#### OBJECTIVES
#1 Answer each question from the inequality thread.
(a) Which bound on b² + c² does the opening post try first?
(b) Which inequality does Answer 1 apply?
(c) What inequality does Answer 1 use in the last step of its chain?
#2 In the inequality thread, the first line of the chain in Answer 1 writes LHS₍₁₎ as a sum of terms involving f. List every one of those terms.

Firstly, we can rewrite the OP as$$\sum_{cyc}a\sqrt{1+\frac{b^2+c^2}{abc}}\ge 3\sqrt{3}.$$ We have $b^2+c^2\ge 2bc$ and it leads to wrong inequality$$a\sqrt{1+\frac{2}{a}}+b\sqrt{1+\frac{2}{b}}+c\sqrt{1+\frac{2}{c}}\ge 3\sqrt{3}.$$ Also, by AM-GM $$\sum_{cyc}a\sqrt{1+\frac{b^2+c^2}{abc}}\ge 3\sqrt[3]{abc\cdot\sqrt{\prod\limits_{cyc}\dfrac{b^2+c^2+abc}{abc}}}.$$ Hence, we need to prove $$(a^2+b^2+abc)(b^2+c^2+abc)(c^2+a^2+abc)\ge 27abc.$$ I used $$a^2+b^2+abc\ge 3\sqrt[3]{a^3b^3c},$$which gave reverse $abc\ge 1.$

Hope to see better ideas. Thank you.

Answer 1

The desired inequality is written as $$\sum_{\mathrm{cyc}}\frac{a}{3}\sqrt{b^2 + c^2 + \sqrt{abc}^2} \ge \sqrt{3abc}. \tag{1}$$

We may use Jensen's inequality.

Let $f(x, y, z) := \sqrt{x^2 + y^2 + z^2}$. Then $f$ is convex. By Jensen's inequality, we have \begin{align*} \mathrm{LHS}_{(1)} &= \frac{a}{3}f(b, c, \sqrt{abc}) + \frac{b}{3}f(c, a, \sqrt{abc}) + \frac{c}{3}f(a, b, \sqrt{abc})\\ &\ge f\left(\frac{ab + bc + ca}{3}, \frac{ab + bc + ca}{3}, \sqrt{abc}\right)\\ &= \sqrt{\left(\frac{ab + bc + ca}{3}\right)^2 + \left(\frac{ab + bc + ca}{3}\right)^2 + abc}\\ &\ge \sqrt{3abc} \end{align*} where we use $(ab + bc + ca)^2 \ge 3(a + b + c)abc$ in the last inequality.

We are done.

#### EXTRACTED DATA
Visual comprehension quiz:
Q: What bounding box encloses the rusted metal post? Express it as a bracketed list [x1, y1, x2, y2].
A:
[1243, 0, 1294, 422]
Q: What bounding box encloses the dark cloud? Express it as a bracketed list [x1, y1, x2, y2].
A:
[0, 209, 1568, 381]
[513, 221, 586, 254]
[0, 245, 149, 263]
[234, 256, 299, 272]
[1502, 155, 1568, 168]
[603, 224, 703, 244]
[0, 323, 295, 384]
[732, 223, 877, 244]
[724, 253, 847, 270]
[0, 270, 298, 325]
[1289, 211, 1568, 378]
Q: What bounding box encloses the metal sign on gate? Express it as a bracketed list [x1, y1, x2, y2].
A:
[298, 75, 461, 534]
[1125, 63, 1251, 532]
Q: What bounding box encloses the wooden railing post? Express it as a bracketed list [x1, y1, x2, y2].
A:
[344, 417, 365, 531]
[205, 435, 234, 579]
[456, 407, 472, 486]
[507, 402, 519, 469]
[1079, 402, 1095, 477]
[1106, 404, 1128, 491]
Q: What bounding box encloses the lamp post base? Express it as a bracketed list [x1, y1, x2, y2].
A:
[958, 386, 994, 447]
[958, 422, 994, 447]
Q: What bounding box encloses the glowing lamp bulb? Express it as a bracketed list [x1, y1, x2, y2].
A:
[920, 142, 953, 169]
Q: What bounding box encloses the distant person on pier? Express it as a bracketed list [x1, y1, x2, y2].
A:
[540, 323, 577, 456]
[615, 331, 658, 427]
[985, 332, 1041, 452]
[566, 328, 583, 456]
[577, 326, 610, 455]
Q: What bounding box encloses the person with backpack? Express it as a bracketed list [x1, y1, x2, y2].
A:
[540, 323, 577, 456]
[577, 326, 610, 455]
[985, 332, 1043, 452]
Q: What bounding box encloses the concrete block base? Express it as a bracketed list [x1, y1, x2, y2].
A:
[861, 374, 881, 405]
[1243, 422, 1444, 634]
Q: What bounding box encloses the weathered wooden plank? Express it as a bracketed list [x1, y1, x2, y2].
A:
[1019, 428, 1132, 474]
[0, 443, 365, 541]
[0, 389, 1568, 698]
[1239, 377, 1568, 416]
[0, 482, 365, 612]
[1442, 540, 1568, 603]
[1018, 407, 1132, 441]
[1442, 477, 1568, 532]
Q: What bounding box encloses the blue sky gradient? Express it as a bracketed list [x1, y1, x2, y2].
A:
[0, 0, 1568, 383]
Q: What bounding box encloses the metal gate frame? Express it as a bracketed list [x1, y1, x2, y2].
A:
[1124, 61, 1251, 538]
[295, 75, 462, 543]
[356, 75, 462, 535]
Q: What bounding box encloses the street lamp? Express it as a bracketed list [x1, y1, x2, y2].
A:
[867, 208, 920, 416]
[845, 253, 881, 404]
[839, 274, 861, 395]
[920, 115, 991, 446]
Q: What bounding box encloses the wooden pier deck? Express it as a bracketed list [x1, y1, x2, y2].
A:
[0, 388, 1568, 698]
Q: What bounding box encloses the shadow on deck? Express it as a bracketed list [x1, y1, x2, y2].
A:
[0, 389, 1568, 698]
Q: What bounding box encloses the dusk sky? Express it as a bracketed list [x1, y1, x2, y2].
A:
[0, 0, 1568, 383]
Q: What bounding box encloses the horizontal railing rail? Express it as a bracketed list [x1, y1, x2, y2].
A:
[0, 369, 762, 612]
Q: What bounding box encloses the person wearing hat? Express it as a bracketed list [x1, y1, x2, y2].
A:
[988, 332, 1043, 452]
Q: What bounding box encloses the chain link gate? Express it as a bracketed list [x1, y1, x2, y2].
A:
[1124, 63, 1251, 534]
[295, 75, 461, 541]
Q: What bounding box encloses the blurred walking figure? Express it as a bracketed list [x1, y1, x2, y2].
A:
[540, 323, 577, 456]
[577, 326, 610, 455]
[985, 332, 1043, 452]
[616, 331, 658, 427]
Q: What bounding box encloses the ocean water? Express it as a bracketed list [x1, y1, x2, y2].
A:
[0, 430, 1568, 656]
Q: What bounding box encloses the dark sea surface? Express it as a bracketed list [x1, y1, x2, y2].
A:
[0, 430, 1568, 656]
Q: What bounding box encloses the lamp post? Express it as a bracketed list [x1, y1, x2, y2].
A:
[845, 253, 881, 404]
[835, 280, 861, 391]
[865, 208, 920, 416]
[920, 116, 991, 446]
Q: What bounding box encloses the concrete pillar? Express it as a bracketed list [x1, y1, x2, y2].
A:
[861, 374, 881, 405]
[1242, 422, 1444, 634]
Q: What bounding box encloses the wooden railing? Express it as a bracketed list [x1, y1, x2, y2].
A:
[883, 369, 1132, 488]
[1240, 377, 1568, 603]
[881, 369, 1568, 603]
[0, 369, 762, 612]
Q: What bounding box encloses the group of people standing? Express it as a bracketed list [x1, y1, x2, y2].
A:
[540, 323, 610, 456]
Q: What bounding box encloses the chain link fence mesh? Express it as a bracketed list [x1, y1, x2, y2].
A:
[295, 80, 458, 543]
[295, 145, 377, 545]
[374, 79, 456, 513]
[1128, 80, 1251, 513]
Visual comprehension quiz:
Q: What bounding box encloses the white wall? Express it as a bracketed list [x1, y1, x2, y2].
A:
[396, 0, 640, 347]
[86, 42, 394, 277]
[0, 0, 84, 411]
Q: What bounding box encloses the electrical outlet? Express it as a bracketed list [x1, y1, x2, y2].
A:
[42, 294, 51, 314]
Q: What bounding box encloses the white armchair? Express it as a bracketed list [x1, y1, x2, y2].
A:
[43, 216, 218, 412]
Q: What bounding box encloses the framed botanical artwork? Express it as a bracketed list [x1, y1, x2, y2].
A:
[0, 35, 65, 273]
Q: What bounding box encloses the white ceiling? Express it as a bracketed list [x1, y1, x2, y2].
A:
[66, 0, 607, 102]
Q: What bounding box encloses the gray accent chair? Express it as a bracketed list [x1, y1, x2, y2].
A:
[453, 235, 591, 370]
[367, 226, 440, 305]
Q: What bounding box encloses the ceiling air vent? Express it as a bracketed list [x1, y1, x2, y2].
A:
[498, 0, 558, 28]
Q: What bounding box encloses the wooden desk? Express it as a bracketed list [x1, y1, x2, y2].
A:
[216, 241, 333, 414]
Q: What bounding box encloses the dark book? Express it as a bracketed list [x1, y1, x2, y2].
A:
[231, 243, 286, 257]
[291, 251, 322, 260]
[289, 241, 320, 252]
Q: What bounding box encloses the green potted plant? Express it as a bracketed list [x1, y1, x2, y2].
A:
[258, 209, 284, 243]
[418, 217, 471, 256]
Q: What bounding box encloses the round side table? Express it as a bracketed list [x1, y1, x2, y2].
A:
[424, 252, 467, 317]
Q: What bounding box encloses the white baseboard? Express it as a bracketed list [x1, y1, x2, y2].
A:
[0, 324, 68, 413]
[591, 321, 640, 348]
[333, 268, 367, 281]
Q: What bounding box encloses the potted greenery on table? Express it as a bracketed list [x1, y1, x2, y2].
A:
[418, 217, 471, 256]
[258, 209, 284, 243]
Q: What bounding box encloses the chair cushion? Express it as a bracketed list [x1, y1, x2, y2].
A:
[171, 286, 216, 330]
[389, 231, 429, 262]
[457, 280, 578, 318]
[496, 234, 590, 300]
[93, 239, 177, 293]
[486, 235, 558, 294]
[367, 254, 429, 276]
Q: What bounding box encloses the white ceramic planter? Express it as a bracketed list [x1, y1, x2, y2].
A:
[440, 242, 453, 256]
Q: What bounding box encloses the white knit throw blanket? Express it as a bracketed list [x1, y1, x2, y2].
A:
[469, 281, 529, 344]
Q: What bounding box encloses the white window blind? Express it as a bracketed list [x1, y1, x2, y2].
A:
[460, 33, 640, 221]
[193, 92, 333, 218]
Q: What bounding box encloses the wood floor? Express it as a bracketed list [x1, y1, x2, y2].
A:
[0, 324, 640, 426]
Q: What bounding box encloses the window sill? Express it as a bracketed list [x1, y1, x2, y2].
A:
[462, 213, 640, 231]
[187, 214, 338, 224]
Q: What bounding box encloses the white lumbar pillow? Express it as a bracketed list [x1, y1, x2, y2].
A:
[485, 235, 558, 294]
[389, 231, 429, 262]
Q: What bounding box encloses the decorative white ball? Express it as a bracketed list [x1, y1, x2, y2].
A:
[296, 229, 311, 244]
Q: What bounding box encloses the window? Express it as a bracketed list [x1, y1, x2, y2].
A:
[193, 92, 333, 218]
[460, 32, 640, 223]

#### EXPECTED RESULTS
#1
(a) b² + c² ≥ 2bc
(b) Jensen's inequality
(c) (ab + bc + ca)² ≥ 3(a + b + c)abc

#2
(a/3)·f(b, c, √(abc))
(b/3)·f(c, a, √(abc))
(c/3)·f(a, b, √(abc))